#### WHAT THE TASK REQUIRES:
Retype the material below word for word, from the line with "In the photo above, where can the maroon" to the line with "column 114, row 213", including both of those lines.

----------------

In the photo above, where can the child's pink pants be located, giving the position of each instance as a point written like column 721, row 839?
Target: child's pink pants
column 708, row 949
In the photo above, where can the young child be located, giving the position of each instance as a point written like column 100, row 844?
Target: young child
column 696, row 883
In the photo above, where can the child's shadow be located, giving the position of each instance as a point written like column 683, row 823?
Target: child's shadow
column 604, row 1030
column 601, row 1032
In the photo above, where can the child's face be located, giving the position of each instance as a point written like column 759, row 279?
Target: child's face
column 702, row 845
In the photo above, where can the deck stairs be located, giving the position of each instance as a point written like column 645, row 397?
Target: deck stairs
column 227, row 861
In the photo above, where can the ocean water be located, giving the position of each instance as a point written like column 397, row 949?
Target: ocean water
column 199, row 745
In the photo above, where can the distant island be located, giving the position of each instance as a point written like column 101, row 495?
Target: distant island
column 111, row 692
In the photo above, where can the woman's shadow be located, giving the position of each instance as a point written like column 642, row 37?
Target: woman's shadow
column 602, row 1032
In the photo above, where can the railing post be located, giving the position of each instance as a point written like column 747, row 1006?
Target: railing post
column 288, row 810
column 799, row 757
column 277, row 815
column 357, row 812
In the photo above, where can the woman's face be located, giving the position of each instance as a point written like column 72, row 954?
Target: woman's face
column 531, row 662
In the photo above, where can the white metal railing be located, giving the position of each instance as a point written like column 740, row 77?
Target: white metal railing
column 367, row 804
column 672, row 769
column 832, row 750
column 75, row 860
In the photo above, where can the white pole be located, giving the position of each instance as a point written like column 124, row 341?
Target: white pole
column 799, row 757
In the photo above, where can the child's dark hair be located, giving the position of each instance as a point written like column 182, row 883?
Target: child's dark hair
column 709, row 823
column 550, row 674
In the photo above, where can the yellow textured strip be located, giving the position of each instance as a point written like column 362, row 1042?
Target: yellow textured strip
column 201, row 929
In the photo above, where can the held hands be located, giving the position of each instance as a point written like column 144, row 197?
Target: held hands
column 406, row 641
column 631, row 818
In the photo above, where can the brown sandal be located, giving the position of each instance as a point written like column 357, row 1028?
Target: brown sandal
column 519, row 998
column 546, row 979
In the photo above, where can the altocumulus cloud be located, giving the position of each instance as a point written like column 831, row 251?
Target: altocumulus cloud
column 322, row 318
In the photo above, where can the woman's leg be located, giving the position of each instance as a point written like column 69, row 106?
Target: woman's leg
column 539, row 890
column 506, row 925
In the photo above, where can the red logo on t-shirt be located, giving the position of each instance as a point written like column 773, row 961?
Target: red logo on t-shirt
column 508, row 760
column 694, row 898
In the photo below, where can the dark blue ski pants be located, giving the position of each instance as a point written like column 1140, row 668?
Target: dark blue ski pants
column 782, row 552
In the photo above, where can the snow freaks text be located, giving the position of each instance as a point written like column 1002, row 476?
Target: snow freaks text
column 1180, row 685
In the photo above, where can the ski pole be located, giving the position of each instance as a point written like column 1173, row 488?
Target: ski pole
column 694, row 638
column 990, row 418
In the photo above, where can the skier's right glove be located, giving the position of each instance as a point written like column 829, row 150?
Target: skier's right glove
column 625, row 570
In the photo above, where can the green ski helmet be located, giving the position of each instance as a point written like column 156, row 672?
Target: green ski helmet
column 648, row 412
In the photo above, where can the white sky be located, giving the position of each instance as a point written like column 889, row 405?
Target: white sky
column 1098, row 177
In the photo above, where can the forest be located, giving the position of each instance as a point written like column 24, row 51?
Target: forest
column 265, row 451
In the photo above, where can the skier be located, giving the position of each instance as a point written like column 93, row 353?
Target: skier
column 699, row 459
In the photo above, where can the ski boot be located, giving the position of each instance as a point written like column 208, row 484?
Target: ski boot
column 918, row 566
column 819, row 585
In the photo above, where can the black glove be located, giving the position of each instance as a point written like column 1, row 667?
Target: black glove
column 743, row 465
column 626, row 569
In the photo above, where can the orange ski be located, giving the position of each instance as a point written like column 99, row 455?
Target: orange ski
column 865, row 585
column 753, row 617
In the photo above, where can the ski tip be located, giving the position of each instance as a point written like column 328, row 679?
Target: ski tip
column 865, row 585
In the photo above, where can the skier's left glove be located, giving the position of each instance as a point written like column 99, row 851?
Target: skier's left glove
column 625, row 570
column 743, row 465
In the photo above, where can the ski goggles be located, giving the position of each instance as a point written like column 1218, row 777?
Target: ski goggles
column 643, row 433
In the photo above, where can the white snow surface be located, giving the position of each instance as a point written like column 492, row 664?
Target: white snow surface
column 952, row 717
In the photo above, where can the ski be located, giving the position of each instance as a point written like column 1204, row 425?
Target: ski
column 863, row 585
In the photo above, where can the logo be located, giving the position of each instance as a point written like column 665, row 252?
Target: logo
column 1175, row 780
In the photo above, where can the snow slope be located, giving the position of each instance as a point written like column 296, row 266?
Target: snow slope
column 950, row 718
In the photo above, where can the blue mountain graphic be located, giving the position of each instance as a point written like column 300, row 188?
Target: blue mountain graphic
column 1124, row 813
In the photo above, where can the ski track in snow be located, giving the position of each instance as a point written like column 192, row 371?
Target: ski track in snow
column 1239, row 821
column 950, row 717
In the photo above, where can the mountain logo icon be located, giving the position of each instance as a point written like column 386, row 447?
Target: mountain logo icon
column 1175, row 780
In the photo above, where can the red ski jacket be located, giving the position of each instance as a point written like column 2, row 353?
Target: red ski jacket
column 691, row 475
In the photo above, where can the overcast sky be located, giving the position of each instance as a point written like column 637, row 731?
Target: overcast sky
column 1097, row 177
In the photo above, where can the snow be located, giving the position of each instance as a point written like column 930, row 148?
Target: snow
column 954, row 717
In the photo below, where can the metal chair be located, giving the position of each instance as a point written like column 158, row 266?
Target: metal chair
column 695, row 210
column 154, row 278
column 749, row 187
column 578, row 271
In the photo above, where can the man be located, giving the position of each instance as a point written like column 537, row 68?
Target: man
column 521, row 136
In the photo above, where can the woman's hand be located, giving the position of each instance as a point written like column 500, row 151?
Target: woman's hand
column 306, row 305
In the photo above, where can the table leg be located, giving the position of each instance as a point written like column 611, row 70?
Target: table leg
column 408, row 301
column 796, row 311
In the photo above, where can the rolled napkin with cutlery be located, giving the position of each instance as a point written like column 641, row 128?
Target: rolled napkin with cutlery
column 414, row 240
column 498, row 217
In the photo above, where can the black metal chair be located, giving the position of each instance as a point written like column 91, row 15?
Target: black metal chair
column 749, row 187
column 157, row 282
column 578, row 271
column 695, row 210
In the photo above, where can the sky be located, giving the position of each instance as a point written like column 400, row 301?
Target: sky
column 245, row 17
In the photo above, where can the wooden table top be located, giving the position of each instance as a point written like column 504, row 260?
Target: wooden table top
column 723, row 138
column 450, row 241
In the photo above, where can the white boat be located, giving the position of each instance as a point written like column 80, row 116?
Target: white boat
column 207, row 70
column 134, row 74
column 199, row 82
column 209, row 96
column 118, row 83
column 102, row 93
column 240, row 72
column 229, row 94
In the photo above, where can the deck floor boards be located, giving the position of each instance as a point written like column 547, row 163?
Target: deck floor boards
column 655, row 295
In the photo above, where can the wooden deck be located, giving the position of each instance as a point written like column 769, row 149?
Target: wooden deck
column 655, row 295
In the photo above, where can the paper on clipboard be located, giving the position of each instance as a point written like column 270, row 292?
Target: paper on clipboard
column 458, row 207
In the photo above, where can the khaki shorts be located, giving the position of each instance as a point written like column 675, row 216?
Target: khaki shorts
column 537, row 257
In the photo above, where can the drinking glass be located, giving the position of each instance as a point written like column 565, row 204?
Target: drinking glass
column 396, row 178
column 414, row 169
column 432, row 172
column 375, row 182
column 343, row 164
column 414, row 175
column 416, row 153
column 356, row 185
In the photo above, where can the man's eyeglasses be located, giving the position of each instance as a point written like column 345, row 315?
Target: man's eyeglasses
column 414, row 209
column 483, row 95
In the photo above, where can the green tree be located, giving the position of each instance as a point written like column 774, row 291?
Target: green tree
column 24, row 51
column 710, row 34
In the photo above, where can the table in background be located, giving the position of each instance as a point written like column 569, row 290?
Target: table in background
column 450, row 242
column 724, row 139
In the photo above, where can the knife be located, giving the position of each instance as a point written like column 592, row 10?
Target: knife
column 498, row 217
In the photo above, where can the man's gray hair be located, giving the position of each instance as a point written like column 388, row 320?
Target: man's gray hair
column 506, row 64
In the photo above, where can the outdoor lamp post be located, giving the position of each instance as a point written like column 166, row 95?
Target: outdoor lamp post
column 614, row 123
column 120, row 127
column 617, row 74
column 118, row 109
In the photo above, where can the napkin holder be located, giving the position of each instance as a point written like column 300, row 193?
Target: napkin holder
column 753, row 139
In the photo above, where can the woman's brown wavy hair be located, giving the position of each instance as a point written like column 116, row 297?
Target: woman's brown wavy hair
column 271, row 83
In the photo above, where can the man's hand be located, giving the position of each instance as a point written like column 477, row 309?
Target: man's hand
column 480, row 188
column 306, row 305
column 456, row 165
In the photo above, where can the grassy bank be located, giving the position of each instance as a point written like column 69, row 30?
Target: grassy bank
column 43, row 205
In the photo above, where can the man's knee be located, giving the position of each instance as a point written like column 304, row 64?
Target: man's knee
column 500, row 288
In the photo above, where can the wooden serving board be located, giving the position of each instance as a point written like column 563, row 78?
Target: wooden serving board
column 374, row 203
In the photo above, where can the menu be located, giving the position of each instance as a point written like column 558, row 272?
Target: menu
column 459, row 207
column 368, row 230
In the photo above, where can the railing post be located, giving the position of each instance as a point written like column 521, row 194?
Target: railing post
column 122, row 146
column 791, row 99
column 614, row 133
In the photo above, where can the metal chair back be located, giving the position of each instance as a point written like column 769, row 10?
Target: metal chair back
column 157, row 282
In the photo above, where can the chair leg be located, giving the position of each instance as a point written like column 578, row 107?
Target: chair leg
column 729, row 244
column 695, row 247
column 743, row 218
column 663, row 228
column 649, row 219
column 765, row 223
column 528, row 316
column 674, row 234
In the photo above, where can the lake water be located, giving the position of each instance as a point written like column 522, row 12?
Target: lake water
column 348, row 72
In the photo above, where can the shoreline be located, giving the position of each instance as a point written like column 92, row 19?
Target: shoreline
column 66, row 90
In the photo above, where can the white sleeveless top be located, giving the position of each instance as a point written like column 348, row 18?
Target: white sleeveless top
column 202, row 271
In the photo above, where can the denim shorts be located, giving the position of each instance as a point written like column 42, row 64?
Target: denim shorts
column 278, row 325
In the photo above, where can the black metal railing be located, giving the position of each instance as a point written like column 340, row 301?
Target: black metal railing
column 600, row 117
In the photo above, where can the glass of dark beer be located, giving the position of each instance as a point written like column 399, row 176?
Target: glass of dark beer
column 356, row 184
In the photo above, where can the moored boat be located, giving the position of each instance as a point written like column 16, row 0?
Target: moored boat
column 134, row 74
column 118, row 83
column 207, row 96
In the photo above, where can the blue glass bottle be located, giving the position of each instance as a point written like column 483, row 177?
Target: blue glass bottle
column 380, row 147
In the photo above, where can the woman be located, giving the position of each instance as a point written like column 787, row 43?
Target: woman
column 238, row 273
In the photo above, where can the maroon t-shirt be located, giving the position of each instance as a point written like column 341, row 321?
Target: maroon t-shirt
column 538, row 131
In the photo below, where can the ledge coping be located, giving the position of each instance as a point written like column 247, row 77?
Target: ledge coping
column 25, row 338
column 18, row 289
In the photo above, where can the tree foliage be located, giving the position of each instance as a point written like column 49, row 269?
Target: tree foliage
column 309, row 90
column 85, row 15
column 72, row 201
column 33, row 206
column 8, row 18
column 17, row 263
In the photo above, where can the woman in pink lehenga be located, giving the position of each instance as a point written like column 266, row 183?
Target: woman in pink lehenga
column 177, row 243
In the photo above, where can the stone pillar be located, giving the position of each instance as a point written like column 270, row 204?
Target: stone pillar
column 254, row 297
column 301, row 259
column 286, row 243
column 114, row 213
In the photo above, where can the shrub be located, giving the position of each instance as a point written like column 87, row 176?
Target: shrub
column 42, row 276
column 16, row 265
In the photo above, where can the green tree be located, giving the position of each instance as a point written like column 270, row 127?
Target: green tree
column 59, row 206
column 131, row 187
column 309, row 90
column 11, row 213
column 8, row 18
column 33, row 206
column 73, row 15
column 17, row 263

----------------

#### THE COMPLETED TASK:
In the photo above, where can the maroon t-shirt be located, giving the position of each instance as a point written like column 341, row 321?
Target: maroon t-shirt
column 538, row 131
In the photo below, where can the ledge coping be located, giving the position of each instance as a point written like column 247, row 77?
Target: ledge coping
column 25, row 338
column 18, row 289
In the photo above, where can the tree foliage be located, giving the position of each instance as a point written like column 49, row 269?
Target: tree foliage
column 309, row 90
column 85, row 15
column 72, row 201
column 33, row 206
column 8, row 18
column 17, row 263
In the photo above, where can the woman in pink lehenga be located, giving the position of each instance as a point written like column 266, row 183?
Target: woman in pink lehenga
column 177, row 243
In the photo above, where can the stone pillar be located, giving the position of each instance as a point written like column 270, row 204?
Target: stone pillar
column 254, row 297
column 301, row 259
column 286, row 243
column 114, row 213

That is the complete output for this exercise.